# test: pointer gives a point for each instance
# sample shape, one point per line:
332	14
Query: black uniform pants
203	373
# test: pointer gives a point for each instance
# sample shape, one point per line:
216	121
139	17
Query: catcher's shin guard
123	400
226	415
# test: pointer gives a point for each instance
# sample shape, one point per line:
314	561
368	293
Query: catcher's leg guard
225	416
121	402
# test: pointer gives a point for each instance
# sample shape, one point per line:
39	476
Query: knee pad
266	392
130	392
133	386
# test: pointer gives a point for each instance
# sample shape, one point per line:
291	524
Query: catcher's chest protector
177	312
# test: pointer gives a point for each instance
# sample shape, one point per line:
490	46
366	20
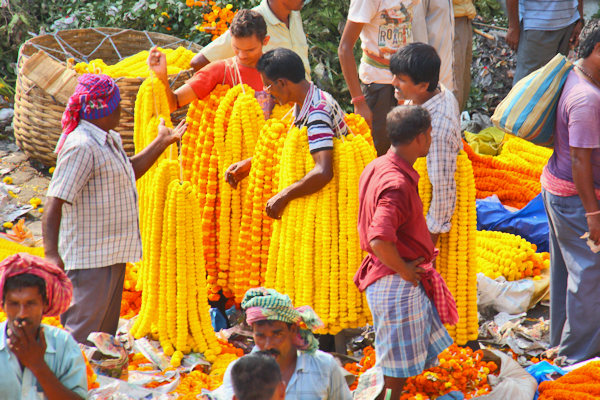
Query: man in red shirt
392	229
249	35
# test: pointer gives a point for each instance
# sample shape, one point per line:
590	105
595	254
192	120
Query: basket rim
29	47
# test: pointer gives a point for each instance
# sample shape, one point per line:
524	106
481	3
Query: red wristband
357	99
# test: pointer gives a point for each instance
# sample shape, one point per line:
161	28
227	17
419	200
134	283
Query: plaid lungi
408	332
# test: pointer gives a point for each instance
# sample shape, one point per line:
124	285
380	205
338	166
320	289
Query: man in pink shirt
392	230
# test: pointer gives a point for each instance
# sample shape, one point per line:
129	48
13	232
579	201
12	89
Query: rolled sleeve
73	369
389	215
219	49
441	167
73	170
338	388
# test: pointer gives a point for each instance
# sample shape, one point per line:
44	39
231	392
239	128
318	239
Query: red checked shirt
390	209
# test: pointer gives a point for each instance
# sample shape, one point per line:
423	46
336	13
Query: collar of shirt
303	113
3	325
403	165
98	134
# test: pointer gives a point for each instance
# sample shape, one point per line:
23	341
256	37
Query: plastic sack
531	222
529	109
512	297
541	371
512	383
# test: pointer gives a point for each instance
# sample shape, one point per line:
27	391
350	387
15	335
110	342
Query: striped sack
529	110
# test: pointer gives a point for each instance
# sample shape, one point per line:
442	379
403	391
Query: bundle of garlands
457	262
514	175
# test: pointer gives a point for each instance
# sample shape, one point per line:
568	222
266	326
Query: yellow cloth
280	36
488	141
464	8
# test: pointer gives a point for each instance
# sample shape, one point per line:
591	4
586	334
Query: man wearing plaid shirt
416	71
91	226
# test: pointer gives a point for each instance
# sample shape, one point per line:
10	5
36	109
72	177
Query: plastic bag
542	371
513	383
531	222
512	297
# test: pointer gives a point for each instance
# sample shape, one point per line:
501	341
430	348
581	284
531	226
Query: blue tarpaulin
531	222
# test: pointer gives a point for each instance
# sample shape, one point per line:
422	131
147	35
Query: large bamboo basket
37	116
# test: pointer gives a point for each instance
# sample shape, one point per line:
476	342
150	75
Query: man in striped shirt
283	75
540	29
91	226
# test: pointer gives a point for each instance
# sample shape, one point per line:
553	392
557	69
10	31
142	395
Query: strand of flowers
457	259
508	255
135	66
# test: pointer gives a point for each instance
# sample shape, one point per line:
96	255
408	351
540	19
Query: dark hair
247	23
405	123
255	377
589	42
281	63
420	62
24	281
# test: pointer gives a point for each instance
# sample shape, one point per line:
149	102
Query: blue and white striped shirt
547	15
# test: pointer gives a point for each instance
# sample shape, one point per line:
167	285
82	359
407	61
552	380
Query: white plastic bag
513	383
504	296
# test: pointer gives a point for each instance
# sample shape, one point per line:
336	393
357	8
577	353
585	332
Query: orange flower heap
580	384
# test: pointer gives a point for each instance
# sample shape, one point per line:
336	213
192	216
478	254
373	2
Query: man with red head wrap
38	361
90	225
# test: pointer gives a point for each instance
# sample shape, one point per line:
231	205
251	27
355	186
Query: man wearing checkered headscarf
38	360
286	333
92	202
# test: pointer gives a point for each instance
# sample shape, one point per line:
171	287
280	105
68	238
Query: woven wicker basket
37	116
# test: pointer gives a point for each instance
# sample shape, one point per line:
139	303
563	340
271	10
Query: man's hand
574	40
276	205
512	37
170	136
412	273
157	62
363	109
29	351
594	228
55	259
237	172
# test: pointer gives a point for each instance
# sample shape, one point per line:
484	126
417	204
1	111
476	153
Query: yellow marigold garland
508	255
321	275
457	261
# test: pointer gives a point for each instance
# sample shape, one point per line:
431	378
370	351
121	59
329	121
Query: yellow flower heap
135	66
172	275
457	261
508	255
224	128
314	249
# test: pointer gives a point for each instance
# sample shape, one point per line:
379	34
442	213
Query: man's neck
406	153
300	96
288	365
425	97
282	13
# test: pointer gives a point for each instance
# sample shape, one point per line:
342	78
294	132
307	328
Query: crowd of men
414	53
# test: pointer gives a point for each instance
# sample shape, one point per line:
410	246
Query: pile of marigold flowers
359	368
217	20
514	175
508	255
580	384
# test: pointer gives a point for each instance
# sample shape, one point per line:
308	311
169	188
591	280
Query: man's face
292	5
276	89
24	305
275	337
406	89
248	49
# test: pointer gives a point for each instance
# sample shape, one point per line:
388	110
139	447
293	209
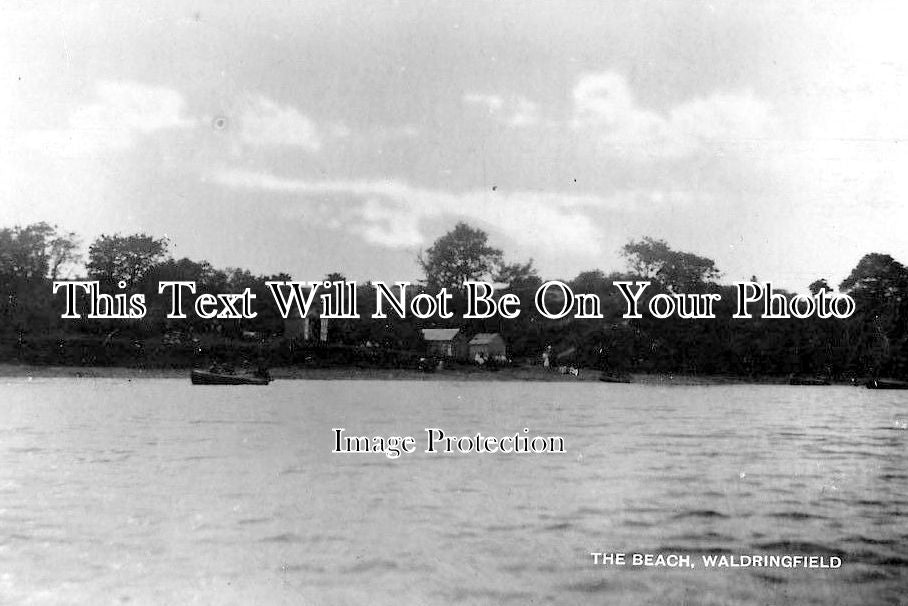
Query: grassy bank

::::

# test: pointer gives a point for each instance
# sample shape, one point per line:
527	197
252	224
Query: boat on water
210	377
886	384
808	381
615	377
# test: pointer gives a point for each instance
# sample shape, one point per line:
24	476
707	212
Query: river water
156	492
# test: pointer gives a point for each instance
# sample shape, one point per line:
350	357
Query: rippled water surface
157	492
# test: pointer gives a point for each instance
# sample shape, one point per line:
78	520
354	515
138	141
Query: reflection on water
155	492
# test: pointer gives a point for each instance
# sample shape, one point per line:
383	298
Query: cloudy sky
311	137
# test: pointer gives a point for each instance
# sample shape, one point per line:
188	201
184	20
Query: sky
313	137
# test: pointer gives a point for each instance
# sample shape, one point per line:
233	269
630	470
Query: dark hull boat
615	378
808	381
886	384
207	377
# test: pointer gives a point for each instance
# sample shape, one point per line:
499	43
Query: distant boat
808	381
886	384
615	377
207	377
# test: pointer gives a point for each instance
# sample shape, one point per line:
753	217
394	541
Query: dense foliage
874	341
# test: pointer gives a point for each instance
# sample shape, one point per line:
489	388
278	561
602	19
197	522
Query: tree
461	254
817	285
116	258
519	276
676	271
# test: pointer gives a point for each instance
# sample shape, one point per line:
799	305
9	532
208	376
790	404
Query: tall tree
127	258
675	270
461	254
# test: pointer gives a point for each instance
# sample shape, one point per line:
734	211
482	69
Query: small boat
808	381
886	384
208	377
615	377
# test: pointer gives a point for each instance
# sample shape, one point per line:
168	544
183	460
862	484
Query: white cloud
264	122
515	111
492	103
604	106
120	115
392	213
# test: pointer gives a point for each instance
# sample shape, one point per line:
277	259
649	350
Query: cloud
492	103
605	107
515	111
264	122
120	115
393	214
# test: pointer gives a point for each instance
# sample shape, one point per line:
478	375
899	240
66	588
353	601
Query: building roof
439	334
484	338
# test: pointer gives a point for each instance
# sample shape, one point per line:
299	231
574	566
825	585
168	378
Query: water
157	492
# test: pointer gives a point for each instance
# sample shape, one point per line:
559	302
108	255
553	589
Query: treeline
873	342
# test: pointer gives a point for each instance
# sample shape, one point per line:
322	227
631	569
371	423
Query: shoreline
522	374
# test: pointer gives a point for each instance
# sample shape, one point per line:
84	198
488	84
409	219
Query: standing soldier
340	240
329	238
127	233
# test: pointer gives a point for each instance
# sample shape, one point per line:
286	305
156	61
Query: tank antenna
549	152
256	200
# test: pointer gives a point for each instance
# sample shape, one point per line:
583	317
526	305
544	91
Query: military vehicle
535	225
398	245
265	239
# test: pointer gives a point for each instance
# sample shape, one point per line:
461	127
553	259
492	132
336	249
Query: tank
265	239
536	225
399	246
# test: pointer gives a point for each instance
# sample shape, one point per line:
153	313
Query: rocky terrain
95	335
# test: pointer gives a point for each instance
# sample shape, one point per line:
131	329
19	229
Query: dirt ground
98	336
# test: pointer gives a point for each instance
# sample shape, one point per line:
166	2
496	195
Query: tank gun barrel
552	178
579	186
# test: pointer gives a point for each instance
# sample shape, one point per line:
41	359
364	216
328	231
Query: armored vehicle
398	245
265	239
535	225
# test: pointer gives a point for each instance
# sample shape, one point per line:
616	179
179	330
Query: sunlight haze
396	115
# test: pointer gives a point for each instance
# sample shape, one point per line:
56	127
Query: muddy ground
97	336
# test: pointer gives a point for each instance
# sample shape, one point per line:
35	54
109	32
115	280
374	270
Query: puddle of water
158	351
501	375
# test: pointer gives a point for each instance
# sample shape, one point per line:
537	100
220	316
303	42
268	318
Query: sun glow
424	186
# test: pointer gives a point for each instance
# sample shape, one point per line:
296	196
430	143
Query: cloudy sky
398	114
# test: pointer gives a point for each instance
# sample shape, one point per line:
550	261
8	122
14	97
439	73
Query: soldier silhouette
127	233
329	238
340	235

::::

- _DIRECTIVE_:
Copy out every line of the records above that contains the word "soldier".

- _COMPLETE ANSWER_:
Query: standing soldier
Query: soldier silhouette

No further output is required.